- Opening Delimiter -
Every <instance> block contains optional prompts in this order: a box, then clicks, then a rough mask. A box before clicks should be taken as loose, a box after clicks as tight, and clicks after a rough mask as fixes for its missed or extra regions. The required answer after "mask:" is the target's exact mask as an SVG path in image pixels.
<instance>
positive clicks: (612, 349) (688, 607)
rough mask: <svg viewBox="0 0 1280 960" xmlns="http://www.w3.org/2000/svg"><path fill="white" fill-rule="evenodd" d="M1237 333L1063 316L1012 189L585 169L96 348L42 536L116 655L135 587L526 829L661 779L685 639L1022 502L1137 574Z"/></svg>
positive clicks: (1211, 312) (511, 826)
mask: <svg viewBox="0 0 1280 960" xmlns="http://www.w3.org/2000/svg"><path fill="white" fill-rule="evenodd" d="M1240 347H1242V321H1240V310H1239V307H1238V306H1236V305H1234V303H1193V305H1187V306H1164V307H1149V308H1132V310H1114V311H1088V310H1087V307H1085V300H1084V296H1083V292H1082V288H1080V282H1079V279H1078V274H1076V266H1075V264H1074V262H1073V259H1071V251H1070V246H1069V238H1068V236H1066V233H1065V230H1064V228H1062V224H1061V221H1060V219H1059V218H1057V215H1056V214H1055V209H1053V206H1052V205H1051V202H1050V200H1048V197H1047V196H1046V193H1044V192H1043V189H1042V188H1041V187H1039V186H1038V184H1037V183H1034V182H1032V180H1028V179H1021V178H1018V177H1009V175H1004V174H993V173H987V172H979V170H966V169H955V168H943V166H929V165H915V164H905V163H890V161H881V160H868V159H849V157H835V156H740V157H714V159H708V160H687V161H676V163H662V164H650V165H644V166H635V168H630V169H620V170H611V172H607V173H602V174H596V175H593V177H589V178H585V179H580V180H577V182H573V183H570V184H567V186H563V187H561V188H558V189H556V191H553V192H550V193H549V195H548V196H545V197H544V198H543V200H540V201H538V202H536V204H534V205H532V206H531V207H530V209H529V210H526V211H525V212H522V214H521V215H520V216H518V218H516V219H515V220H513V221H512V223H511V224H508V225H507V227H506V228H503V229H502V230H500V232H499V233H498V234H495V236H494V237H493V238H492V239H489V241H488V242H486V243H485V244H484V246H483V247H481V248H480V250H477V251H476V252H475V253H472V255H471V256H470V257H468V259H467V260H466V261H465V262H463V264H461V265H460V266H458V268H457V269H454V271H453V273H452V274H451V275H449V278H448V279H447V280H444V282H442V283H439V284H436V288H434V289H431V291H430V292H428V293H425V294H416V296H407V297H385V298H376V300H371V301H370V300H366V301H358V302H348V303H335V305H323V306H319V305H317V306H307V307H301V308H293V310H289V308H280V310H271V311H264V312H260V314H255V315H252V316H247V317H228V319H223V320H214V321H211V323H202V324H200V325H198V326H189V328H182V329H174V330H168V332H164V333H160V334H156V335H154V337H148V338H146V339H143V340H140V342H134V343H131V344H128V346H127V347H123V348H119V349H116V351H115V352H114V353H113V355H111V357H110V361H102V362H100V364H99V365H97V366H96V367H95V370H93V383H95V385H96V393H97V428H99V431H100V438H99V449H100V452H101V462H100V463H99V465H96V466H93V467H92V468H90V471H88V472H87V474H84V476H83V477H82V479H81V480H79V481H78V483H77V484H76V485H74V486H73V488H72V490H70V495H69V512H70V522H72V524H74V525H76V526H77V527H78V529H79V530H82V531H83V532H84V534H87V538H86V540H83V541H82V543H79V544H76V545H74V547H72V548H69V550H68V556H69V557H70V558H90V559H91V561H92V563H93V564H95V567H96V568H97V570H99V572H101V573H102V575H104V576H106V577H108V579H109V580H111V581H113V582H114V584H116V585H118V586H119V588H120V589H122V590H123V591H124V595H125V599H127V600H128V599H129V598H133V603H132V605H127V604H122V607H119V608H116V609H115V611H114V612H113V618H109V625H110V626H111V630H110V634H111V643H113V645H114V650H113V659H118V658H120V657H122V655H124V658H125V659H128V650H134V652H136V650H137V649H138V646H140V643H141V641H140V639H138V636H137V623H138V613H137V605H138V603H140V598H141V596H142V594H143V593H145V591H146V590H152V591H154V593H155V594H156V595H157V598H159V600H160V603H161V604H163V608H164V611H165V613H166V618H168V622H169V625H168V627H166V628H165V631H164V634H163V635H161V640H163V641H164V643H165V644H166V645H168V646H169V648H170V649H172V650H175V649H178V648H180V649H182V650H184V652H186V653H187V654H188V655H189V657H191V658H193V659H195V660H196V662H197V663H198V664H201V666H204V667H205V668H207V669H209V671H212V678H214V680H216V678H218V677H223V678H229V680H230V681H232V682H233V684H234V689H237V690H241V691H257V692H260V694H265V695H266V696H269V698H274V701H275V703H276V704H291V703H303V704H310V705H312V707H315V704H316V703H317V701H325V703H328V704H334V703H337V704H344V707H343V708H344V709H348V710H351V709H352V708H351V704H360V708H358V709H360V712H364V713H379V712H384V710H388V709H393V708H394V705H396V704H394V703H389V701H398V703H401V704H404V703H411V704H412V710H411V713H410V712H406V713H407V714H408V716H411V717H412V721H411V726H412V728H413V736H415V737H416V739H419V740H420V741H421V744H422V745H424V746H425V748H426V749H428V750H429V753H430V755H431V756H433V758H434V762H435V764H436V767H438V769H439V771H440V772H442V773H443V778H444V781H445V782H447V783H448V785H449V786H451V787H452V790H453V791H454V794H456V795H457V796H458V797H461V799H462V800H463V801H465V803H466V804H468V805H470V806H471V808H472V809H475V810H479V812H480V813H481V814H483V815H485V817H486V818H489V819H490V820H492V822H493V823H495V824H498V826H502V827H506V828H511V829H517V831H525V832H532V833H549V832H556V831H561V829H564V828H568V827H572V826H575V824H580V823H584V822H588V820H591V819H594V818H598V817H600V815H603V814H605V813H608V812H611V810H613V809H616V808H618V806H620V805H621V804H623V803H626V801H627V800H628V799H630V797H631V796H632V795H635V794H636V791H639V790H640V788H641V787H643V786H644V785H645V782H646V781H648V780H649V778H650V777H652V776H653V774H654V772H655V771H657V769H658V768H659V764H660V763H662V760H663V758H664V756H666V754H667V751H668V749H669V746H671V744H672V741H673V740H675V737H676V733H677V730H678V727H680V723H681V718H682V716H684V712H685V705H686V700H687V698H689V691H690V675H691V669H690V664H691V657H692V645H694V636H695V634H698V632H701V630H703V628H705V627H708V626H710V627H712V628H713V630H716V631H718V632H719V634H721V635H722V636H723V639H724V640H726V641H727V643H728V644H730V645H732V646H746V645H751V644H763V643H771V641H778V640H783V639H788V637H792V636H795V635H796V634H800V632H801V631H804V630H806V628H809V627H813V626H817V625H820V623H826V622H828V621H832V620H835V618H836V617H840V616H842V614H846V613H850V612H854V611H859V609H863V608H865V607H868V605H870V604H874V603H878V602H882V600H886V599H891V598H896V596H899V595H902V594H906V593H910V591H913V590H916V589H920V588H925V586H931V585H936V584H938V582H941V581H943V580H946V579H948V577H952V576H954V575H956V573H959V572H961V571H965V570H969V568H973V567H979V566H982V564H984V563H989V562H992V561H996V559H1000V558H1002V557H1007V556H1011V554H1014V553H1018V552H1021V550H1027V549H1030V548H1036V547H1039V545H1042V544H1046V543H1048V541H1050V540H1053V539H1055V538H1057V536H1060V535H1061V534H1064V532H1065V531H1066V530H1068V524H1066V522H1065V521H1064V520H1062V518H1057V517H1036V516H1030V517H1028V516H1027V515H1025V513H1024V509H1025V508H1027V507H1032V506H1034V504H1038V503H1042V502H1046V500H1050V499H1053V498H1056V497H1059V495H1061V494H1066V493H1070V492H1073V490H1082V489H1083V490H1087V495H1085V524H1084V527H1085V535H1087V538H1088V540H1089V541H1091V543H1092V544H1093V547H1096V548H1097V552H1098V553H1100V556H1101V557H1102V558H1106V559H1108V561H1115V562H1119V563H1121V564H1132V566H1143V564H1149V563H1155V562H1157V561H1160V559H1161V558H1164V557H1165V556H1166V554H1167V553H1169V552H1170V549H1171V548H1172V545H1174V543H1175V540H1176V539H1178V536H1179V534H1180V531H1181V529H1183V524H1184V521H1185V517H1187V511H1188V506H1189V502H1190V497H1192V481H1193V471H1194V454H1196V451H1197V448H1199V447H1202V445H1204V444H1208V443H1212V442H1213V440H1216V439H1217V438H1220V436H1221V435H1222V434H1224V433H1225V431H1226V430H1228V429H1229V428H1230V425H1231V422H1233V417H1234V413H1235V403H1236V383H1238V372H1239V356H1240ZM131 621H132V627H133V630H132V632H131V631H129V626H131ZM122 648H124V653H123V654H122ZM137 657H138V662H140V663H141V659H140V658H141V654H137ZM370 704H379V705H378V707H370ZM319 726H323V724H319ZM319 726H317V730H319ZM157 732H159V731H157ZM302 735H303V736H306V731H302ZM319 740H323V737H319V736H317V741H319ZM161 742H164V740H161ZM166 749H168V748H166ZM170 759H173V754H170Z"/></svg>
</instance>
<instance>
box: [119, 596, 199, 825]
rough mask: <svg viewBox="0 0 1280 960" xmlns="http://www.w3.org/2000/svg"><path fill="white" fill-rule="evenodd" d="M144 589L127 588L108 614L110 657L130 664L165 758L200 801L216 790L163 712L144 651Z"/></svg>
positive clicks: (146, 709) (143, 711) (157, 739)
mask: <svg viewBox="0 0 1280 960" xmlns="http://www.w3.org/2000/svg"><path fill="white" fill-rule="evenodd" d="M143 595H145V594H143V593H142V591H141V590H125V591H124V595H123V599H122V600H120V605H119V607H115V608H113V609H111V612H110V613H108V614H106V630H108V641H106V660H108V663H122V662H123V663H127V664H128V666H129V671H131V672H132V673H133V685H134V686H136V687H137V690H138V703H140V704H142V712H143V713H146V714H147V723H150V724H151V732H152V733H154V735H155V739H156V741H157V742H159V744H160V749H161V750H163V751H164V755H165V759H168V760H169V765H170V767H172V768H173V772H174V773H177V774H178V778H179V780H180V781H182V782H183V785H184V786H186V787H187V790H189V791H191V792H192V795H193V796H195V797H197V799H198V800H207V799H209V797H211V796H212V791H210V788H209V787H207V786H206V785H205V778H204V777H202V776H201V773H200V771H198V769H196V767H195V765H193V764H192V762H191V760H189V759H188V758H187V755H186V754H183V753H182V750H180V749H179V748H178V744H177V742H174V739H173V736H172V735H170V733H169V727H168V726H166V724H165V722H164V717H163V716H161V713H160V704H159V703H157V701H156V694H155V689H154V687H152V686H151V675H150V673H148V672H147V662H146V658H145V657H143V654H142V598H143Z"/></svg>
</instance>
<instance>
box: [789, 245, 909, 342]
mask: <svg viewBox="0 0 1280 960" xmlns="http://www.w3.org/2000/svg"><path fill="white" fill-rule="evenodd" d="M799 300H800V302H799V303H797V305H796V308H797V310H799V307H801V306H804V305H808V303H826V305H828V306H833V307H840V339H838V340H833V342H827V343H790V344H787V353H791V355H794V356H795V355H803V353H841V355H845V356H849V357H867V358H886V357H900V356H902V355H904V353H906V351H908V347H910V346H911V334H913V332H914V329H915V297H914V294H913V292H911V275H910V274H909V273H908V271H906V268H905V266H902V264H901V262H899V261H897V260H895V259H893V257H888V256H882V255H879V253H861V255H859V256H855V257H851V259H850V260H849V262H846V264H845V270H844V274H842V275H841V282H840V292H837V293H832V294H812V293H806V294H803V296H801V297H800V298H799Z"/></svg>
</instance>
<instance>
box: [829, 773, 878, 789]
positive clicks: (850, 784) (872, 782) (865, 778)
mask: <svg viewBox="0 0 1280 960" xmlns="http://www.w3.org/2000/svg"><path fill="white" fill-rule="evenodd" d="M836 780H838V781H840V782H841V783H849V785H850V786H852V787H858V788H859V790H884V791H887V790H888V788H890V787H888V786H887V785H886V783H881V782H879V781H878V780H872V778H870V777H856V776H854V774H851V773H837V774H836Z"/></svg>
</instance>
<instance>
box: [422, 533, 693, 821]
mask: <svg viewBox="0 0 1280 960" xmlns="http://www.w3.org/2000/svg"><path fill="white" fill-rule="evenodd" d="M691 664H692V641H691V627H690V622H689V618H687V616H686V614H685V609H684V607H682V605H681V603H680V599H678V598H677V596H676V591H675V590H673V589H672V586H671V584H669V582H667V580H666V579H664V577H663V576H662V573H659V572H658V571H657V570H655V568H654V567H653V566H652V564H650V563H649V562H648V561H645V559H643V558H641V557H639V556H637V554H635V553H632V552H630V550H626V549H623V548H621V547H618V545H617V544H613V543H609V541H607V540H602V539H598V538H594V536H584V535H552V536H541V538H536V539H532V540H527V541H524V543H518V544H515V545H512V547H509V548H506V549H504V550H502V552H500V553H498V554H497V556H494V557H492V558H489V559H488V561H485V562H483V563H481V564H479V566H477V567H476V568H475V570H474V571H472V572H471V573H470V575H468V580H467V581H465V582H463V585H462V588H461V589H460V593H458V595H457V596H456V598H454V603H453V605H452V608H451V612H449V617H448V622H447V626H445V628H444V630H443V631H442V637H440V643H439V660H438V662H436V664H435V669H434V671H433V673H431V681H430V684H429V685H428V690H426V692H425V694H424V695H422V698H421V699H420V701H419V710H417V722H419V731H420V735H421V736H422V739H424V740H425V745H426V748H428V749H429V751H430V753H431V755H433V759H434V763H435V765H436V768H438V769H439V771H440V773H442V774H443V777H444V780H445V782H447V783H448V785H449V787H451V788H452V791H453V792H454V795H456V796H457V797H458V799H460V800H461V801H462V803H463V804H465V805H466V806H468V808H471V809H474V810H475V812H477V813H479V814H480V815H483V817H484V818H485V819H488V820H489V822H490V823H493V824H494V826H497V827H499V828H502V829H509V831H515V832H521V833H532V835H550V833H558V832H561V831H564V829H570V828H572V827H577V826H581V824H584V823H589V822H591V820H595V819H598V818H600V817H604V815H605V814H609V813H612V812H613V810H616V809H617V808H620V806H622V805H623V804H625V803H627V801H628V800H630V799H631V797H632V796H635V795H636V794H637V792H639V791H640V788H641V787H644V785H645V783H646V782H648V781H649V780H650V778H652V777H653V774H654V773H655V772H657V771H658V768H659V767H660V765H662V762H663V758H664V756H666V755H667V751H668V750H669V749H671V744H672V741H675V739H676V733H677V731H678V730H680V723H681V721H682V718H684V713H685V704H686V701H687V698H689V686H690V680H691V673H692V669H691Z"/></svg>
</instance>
- Closing Delimiter -
◆ REQUIRED ACTION:
Please report, as a bare number, how many lines of the data contain the word "positive".

◆ REPLY:
4